Directions - Please copy out, word for word, the rows below from the line containing "the man's hand" through the last line of the rows, both ends included.
[Start of Raw records]
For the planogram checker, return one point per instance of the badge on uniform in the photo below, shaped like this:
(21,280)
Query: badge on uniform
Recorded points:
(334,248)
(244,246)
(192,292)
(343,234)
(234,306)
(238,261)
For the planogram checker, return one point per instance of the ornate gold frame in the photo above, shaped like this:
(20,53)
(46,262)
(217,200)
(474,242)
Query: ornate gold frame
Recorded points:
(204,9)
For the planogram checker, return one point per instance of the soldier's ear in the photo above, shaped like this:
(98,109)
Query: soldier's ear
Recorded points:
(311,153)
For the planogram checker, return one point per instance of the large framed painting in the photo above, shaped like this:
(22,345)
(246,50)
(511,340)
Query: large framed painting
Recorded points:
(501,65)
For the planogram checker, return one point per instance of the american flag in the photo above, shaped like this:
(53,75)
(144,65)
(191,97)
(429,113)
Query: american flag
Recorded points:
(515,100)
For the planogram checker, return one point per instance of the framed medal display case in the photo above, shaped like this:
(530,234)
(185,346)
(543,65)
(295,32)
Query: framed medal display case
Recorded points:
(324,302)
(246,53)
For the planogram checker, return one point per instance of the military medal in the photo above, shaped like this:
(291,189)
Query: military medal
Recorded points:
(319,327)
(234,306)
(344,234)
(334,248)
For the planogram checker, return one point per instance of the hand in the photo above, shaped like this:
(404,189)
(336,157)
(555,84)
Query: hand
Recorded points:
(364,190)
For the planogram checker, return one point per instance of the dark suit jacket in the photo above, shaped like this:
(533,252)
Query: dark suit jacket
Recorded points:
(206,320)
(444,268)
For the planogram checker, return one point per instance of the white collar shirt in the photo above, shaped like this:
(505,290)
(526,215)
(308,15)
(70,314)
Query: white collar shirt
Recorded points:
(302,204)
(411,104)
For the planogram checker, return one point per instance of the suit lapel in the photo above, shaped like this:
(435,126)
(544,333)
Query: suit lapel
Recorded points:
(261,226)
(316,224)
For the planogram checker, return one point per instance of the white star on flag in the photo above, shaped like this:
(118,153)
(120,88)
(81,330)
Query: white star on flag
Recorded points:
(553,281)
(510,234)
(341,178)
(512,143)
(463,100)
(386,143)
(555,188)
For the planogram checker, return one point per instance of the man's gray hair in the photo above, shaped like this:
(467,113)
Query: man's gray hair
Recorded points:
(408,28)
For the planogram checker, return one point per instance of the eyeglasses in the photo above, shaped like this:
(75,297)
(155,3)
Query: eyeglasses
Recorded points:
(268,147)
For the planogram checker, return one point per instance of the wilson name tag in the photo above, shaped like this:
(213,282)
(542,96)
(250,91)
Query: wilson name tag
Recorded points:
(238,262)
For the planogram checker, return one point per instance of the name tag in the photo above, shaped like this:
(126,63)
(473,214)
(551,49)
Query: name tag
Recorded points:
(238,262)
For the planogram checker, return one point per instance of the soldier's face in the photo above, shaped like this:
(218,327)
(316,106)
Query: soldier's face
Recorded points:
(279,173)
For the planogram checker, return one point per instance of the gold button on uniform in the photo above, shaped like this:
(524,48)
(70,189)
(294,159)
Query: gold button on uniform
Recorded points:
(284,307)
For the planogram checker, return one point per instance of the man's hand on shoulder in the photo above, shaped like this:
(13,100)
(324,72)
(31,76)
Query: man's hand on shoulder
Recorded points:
[End of Raw records]
Correct answer -
For the planogram checker, return one point per instance of the man's hand on shoulder in the photo above, shaped like this:
(13,100)
(324,72)
(31,76)
Query: man's hand on shoulder
Recorded points:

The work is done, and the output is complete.